■ Goal of the exercise: Using the records below, locate all lines containing "construction" and return them.

[Stored items from a collection]

====================

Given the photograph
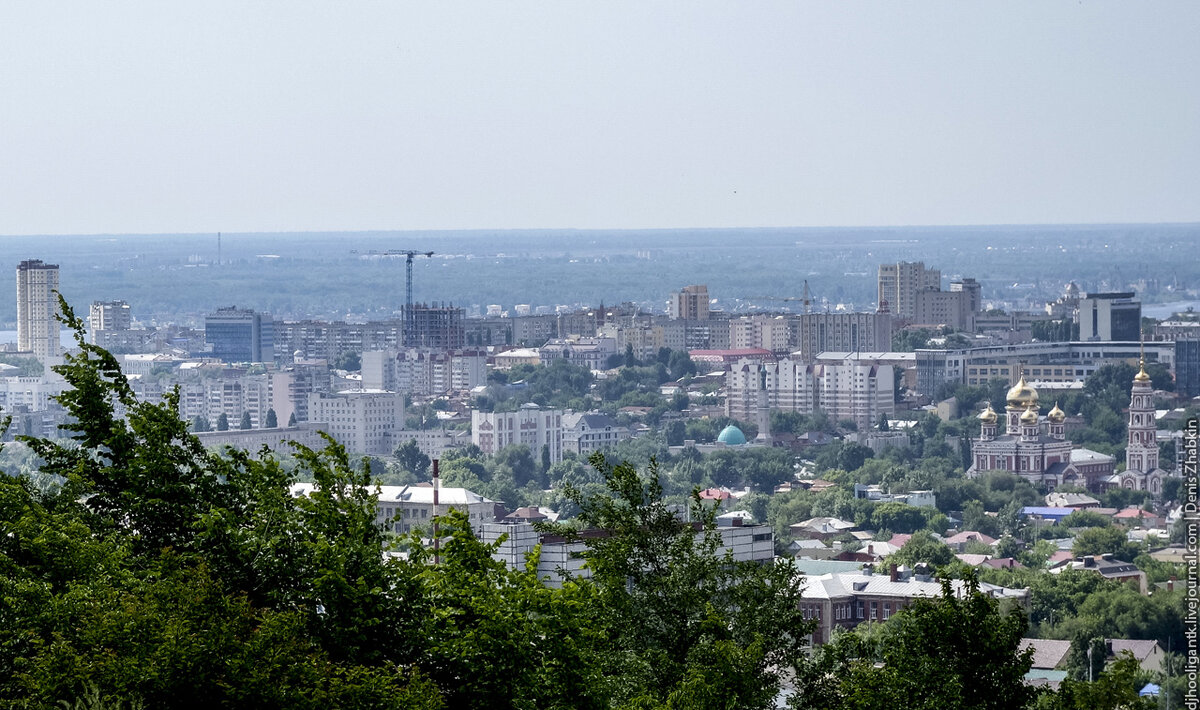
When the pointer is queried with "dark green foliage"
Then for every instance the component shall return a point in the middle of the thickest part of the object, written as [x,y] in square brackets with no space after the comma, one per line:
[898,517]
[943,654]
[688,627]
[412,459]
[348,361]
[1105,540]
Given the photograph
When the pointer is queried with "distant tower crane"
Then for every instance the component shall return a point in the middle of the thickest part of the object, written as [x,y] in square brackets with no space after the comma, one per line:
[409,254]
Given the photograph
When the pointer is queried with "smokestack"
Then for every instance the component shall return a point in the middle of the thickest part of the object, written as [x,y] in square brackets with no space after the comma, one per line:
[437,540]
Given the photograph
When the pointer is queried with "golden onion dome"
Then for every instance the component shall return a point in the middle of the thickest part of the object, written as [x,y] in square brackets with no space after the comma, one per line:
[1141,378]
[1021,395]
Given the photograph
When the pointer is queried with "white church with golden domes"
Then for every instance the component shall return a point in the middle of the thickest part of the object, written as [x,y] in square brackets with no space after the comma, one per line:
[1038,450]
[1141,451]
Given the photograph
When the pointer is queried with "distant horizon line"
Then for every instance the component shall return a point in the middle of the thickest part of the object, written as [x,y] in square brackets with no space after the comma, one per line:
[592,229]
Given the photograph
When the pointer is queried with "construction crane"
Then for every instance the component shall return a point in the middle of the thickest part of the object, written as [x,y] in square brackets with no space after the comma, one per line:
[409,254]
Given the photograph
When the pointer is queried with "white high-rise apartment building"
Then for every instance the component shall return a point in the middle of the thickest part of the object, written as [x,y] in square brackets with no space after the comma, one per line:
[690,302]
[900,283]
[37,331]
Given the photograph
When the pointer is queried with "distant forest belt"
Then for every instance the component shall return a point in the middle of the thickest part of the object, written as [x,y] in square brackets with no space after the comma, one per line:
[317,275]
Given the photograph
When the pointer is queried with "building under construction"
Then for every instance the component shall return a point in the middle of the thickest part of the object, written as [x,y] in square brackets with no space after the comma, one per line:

====================

■ Task output:
When the pointer is queried with "construction crane"
When the pointer is queried with "building under construction"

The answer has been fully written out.